| Extract provided |
· · · ·

2005 UCI ProTour

Details
- Dates: March 6 – October 15
- Location: Europe
- Races: 28

Champions
- Individual champion: Danilo Di Luca (ITA) (Liquigas–Bianchi)
- Teams' champion: Team CSC
- Nations' champion: Italy

= 2005 UCI ProTour =

The 2005 ProTour was the first year of the newly introduced UCI ProTour system, in which the ProTour teams are guaranteed, and obliged to, participate in the series of ProTour races. In certain ways the ProTour replaced the UCI Road World Cup series of one-day races, which in 2004 was won by one-day specialist Paolo Bettini for the third time in a row. The beginning of the ProTour saw difficult negotiations with the organizers of the Grand Tours, the Tour de France, the Giro d'Italia and the Vuelta a España.

==Spring classics==
Following tradition, had a strong showing in the early season, with a commanding control of the season opener Paris–Nice, placing American Bobby Julich on the top step of the General classification, combining his strong prologue individual time trial performance and good placing in the Mont Faron queen stage. Sprinter Alessandro Petacchi shed some weight over the winter and built up a strong base to win the classic Milan–San Remo convincingly, leading to speculation that he will be the undisputed Italian team leader for the World Cycling Championship in Madrid later in the season.

Belgian sprinter Tom Boonen of showed that he was the strongest kasseinfretter, or cobble-eater, by winning both the Tour of Flanders and Paris–Roubaix cobbled classics, propelling him to the top of the UCI ProTour rankings and thus earning him the white leaders jersey.

As the spring classics campaign continues, Bettini was plagued with injuries, but fellow one-day specialist Danilo Di Luca of found his best form in years and won the Tour of the Basque Country race. With his confidence boosted, he topped his form with wins in both La Flèche Wallonne and the Amstel Gold Race, leading many to speculate that he would also win the Liège–Bastogne–Liège. However, Jens Voigt committed himself to long breakaways in both la Flèche and Liège, and in the later race was joined by Kazakh Alexander Vinokourov. Together they managed to keep the peloton behind, and Voigt was beaten in the final sprint by Vinokourov.

==Grand tours==
Having earned the ProTour white leader's jersey, Di Luca further increased his lead with a stage win and fourth place in the general classification of the 2005 Giro d'Italia, joining Gilberto Simoni of in igniting the queen mountain stage of Sestriere. The same race also saw Damiano Cunego, who finished at the top UCI ranking last year, fall ill. In the end, the descending skills and strong form of Paolo Savoldelli earned him the maglia rosa in Milan.

· · · ·

| Short task 1 |
Gather every line of the listing below that contains the string "fork", matching case exactly, and copy each one out in full.

Dataset rows

· · · ·

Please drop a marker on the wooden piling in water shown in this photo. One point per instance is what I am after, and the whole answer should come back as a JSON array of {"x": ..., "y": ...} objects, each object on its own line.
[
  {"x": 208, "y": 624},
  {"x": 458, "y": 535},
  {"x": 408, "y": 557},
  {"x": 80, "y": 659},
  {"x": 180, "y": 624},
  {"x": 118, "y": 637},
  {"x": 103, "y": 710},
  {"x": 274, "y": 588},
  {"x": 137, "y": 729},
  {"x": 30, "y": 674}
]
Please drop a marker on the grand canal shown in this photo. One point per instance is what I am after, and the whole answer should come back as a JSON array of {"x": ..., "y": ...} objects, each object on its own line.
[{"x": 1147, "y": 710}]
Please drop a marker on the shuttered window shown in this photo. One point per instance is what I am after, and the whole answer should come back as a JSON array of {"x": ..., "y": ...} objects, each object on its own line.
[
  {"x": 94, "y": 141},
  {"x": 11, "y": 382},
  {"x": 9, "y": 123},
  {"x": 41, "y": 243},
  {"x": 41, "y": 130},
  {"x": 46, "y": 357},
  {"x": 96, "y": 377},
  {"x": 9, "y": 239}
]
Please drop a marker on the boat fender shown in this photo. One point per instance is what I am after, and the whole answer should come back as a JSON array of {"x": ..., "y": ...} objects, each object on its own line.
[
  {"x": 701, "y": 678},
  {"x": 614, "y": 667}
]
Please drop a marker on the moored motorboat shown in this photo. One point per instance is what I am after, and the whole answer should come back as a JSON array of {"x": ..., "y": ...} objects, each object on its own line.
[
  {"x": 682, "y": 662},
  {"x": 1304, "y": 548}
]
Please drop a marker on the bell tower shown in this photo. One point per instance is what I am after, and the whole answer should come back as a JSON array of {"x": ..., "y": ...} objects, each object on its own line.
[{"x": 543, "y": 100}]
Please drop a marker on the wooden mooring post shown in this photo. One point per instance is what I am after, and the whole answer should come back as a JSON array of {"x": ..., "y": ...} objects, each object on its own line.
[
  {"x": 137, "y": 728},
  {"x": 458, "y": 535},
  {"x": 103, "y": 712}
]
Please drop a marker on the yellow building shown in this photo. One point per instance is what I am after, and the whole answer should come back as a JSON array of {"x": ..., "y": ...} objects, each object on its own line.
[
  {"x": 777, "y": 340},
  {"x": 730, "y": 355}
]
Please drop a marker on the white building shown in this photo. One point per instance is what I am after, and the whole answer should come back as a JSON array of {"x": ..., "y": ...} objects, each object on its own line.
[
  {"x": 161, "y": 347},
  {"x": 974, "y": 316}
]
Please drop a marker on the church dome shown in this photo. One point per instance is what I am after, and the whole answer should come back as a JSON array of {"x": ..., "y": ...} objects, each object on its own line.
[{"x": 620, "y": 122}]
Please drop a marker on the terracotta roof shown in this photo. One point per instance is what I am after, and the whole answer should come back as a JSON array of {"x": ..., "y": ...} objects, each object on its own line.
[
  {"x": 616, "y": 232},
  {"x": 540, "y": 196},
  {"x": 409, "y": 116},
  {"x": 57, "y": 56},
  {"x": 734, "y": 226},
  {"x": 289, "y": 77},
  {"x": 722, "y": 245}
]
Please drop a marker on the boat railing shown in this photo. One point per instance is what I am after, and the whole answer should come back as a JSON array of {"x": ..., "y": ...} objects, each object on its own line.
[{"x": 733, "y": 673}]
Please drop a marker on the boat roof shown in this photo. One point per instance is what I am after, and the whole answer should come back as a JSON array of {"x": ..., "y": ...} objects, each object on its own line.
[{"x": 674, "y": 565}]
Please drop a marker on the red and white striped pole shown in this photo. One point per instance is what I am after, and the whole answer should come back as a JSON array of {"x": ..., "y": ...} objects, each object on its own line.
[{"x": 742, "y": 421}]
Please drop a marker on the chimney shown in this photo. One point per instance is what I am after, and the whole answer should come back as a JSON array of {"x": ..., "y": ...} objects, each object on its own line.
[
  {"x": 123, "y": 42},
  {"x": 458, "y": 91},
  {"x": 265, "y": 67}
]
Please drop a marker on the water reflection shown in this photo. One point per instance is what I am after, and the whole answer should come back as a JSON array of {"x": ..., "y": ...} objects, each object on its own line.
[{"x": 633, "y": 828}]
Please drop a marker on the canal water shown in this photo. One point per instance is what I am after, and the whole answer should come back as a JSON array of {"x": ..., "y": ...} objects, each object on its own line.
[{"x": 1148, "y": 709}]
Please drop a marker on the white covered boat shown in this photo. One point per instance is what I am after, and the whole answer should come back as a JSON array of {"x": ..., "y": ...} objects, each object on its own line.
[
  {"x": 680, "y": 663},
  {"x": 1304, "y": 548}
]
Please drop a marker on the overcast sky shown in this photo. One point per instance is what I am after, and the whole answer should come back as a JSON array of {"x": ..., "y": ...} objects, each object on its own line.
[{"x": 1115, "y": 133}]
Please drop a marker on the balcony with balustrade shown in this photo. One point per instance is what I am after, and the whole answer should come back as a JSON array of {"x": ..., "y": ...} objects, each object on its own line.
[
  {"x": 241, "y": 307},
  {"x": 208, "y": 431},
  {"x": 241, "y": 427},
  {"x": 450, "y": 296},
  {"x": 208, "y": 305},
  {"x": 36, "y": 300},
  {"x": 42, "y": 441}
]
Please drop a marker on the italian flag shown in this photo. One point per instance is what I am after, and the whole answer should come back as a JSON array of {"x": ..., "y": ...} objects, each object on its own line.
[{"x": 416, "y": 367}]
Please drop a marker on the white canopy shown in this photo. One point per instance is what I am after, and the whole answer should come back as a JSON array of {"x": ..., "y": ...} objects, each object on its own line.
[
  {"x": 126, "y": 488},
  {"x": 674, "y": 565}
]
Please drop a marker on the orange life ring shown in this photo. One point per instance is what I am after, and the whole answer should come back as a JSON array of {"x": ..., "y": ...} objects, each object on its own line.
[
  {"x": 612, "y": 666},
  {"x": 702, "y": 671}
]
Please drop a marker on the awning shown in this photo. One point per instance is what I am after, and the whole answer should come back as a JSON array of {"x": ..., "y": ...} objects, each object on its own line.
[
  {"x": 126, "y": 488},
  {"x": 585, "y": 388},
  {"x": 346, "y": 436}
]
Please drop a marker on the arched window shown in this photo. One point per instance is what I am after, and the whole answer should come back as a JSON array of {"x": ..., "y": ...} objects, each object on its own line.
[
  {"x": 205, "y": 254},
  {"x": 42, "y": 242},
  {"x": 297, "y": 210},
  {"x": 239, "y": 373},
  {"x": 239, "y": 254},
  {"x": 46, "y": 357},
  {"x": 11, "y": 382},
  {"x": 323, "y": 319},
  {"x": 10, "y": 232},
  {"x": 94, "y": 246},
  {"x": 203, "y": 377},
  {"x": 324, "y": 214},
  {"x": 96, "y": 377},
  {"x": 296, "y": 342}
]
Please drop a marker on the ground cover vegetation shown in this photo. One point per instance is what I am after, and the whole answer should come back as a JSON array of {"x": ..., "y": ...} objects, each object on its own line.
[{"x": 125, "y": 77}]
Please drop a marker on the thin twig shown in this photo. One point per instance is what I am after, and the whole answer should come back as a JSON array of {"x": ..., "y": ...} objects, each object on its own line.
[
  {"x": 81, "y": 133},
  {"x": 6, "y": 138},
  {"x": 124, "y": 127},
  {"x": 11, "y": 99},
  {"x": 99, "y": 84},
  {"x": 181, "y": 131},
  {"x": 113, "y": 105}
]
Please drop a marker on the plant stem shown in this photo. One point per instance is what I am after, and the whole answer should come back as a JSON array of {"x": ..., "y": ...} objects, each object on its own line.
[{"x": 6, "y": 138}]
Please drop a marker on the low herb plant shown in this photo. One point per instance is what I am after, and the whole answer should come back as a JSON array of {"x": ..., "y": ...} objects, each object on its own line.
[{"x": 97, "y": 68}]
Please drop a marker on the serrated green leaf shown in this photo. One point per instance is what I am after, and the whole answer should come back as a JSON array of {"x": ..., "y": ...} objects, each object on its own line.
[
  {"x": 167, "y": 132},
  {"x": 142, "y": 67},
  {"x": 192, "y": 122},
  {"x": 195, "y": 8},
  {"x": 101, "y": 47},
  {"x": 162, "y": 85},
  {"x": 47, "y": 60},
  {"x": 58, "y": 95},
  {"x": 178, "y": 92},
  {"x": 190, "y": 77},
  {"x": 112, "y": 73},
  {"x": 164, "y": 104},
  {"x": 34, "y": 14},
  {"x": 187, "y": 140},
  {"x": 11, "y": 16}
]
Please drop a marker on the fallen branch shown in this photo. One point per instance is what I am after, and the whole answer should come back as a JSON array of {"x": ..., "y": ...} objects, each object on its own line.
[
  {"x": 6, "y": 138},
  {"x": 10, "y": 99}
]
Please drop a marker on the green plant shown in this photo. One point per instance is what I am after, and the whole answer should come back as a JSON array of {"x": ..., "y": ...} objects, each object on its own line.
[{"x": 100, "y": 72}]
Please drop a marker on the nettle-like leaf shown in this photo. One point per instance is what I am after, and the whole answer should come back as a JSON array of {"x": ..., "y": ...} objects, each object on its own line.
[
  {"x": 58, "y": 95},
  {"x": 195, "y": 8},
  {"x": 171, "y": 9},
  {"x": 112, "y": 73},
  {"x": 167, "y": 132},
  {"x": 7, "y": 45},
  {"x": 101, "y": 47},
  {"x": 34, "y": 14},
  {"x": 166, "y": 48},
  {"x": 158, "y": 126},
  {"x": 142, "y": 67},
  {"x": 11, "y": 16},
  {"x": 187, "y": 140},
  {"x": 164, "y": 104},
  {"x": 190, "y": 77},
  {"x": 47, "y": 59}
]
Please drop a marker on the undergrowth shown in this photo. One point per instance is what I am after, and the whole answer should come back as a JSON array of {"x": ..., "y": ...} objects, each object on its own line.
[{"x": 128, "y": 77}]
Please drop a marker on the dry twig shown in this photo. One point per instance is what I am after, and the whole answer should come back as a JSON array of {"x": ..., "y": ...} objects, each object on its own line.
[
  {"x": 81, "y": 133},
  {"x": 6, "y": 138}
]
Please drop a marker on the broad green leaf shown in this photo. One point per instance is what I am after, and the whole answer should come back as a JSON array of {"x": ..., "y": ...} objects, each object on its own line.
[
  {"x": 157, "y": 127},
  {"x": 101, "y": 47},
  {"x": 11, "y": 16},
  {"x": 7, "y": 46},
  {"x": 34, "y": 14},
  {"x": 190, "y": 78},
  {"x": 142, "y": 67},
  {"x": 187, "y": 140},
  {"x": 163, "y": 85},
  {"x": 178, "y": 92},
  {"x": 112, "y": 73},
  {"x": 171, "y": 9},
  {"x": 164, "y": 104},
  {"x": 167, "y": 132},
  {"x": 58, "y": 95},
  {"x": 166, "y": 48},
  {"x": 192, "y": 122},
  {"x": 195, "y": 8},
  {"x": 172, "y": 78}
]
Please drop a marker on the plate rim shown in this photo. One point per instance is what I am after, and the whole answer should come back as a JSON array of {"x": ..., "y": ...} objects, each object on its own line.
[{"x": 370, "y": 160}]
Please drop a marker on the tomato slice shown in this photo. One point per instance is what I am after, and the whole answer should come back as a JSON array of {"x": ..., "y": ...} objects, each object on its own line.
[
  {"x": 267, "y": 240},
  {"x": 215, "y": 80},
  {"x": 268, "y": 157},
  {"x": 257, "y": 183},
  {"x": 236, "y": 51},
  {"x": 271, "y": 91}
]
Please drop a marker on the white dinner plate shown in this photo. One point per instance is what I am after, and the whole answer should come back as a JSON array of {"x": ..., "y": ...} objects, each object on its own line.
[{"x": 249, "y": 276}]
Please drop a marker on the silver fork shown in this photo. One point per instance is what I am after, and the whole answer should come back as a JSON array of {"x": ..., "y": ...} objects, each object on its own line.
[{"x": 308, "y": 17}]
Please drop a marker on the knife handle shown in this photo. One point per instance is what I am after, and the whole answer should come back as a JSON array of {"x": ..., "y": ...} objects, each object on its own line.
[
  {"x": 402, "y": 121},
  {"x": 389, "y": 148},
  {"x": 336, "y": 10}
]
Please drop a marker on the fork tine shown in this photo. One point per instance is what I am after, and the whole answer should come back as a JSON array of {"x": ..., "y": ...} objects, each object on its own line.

· · · ·

| Short task 2 |
Write the next part of the account of the 2005 UCI ProTour above, picking up right after its final sentence.

| Task result 1 |
Please drop a marker on the silver fork shown in this photo. One point per instance is what I am after, and the whole answer should come back as a JSON array of {"x": ..., "y": ...} objects, each object on its own line.
Please drop a marker on the fork tine shown in this photo. One point per instance is what I am after, and the whole answer should come back as a JSON array of {"x": ..., "y": ...} objects, each object on its own line.

| Task result 2 |
The 2005 Tour de France again brought Lance Armstrong to the win, extending his record for consecutive Tour wins to 7. Despite promises of igniting the race with the trio of Jan Ullrich, Andreas Klöden and Vinokourov, the failed to wrestle the race control from Armstrong's Discovery team, and allegations flew abound of internal dispute within the team. Instead Ivan Basso showed himself as a main contender, though he never seemed to pressure Armstrong. As in the previous editions, Armstrong's team launched a vicious attack on an early mountain stage to discourage other contenders from pursuing the top podium. Spanish racer Alejandro Valverde of showed that he is a serious contender for the future by not only staying with Armstrong, but by sprinting away to win the stage at the finale. However, both Valverde and green jersey contender Tom Boonen were forced to quit due to injuries.

The Vuelta brought an exciting race in which Denis Menchov was able to stave off attacks by Roberto Heras and his strong team until the closing days of the race. A choreographed attack by Liberty Seguros climbers, and Heras' thrilling ride down a treacherous descent, finally won him the leader's jersey. However, a doping scandal erupted two months after the Vuelta. Urine samples taken from Heras after the final time trial proved to be positive for EPO. Heras was stripped of what had been his record-setting fourth win, and Menchov was elevated to first place.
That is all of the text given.